Render the rows below as a numbered list, covering everything from the line that contains "jacket with a single point per instance." down to the line that contains "(1126, 524)", and leave out any blank lines.

---- Stored records

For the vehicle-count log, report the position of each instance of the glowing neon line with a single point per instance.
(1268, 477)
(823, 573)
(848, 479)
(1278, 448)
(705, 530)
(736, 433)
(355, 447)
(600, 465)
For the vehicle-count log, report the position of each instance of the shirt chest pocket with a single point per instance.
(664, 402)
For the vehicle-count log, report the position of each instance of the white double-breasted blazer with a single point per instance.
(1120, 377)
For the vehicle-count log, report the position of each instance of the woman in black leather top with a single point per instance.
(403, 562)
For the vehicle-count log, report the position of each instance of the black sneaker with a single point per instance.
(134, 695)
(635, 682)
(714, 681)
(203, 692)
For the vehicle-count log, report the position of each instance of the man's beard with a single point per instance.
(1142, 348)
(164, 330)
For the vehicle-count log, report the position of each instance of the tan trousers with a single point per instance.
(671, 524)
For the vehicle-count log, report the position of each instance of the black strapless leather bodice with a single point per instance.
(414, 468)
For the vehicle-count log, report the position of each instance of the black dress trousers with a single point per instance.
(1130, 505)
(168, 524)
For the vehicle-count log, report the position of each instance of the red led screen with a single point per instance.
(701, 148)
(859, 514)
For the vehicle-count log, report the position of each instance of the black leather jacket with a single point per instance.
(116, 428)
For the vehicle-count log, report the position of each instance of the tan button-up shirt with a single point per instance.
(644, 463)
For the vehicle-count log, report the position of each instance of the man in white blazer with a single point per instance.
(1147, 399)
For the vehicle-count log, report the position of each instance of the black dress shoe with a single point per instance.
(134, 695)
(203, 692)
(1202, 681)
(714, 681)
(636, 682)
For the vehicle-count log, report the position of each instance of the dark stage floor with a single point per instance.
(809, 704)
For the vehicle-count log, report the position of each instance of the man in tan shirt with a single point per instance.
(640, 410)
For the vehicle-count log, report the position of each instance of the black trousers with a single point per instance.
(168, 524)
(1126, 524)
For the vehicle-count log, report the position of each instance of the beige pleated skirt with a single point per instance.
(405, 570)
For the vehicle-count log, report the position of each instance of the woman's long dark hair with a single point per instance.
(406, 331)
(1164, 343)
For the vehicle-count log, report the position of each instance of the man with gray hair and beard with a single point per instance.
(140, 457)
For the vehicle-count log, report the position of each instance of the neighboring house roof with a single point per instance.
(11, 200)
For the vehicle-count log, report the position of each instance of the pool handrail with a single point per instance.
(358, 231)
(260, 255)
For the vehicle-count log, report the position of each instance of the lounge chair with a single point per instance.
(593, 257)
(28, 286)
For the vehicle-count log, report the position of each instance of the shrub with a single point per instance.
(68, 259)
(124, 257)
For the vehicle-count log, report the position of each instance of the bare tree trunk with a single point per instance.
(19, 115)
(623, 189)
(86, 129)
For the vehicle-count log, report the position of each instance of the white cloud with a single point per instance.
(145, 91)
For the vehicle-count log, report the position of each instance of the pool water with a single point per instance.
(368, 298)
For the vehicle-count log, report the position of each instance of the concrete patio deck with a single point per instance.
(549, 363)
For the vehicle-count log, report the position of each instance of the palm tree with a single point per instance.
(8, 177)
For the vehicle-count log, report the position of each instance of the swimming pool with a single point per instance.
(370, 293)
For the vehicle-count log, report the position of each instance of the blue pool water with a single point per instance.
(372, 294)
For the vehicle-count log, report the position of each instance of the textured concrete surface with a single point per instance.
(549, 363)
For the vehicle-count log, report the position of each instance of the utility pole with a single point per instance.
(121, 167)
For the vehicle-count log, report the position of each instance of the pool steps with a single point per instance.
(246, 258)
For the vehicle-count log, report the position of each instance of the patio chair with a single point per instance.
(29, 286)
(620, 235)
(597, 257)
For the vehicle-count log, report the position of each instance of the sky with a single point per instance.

--------

▶ Answer below
1. For the vehicle-count log, report the position of each instance of the black leather jacket with a single point per instance.
2. (116, 428)
3. For the vehicle-count log, report the position of each instance of the tan button-up shirt with a single point per instance.
4. (644, 463)
5. For the vehicle-count log, report the position of each instance of the man in white blazer with a single point per instance.
6. (1147, 399)
7. For the vehicle-count log, report the position of each instance of the black dress shoe with a single point per instance.
8. (134, 695)
9. (203, 692)
10. (1202, 681)
11. (714, 681)
12. (636, 682)
13. For the vehicle-count log, report the position of each instance of the dark stage floor with a single point per instance.
14. (809, 704)
15. For the vehicle-count log, report the position of each instance of the man in tan shirt with a single point per instance.
16. (640, 410)
17. For the vehicle-count log, report the position of each instance of the black trousers with a single point per instance.
18. (168, 524)
19. (1126, 524)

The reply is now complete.